(Rows from a dataset)
.....

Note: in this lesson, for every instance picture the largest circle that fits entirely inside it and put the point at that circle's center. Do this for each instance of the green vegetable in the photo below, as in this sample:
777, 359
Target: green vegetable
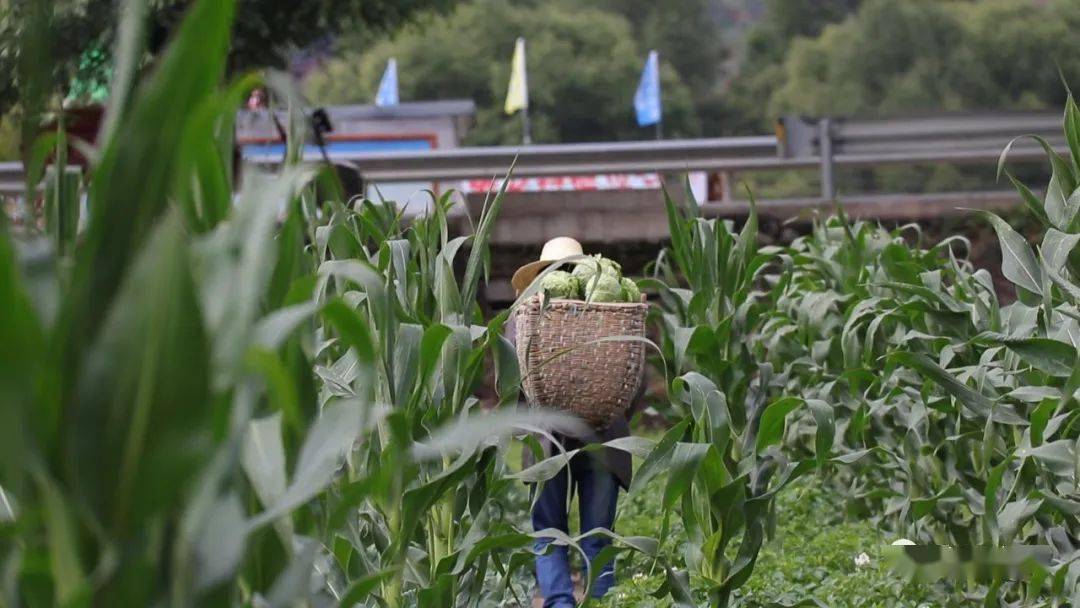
586, 269
630, 291
604, 288
561, 284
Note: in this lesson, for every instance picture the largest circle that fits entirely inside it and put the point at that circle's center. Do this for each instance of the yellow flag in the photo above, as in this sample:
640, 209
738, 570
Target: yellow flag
517, 93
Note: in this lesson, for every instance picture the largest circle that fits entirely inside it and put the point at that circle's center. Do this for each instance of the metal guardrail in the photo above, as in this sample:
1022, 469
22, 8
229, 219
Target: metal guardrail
561, 159
799, 143
944, 138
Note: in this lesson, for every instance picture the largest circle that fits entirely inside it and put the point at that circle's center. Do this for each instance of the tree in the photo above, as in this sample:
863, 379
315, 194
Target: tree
766, 48
902, 56
265, 31
583, 68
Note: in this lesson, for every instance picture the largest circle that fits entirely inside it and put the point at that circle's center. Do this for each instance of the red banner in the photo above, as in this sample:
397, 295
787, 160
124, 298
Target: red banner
567, 184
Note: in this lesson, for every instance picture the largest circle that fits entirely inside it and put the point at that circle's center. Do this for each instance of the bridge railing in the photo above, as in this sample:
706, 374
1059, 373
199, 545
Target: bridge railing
799, 143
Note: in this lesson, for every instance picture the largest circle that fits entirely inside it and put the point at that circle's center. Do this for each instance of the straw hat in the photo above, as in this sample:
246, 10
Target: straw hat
553, 251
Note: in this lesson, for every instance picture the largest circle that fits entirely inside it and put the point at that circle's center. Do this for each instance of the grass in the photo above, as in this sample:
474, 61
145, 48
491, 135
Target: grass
812, 556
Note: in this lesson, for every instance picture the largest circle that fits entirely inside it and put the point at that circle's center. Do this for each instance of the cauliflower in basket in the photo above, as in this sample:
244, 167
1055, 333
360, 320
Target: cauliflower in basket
631, 292
604, 287
561, 284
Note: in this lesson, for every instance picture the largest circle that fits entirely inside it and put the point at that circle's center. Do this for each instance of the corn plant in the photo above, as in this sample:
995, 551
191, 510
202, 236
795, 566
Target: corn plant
723, 463
255, 402
964, 404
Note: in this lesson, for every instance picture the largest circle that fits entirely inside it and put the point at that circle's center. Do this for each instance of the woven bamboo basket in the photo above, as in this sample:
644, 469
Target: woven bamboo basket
563, 367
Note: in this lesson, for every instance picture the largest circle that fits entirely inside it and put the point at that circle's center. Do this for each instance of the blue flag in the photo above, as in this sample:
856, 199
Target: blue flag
388, 86
647, 97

.....

[Aim of the exercise] Rewrite the data from the line containing "of the woven" through the final line, both included, as a JSON list of strings with one string per line and blank lines omitted.

[Task result]
[
  "Note: in this lesson, for every instance picture the largest circle that fits entirely inside it and put the point at that circle's center. Do this for each instance of the woven bamboo basket in the photo above, as in this sample:",
  "644, 469",
  "Target: woven bamboo basket",
  "563, 367",
  "Note: in this lesson, for every instance picture the largest circle that fits entirely inside it and put the point at that circle's center. Do this for each instance of the blue flag in the photo above, as in this sample:",
  "856, 199",
  "Target: blue flag",
  "388, 86",
  "647, 97"
]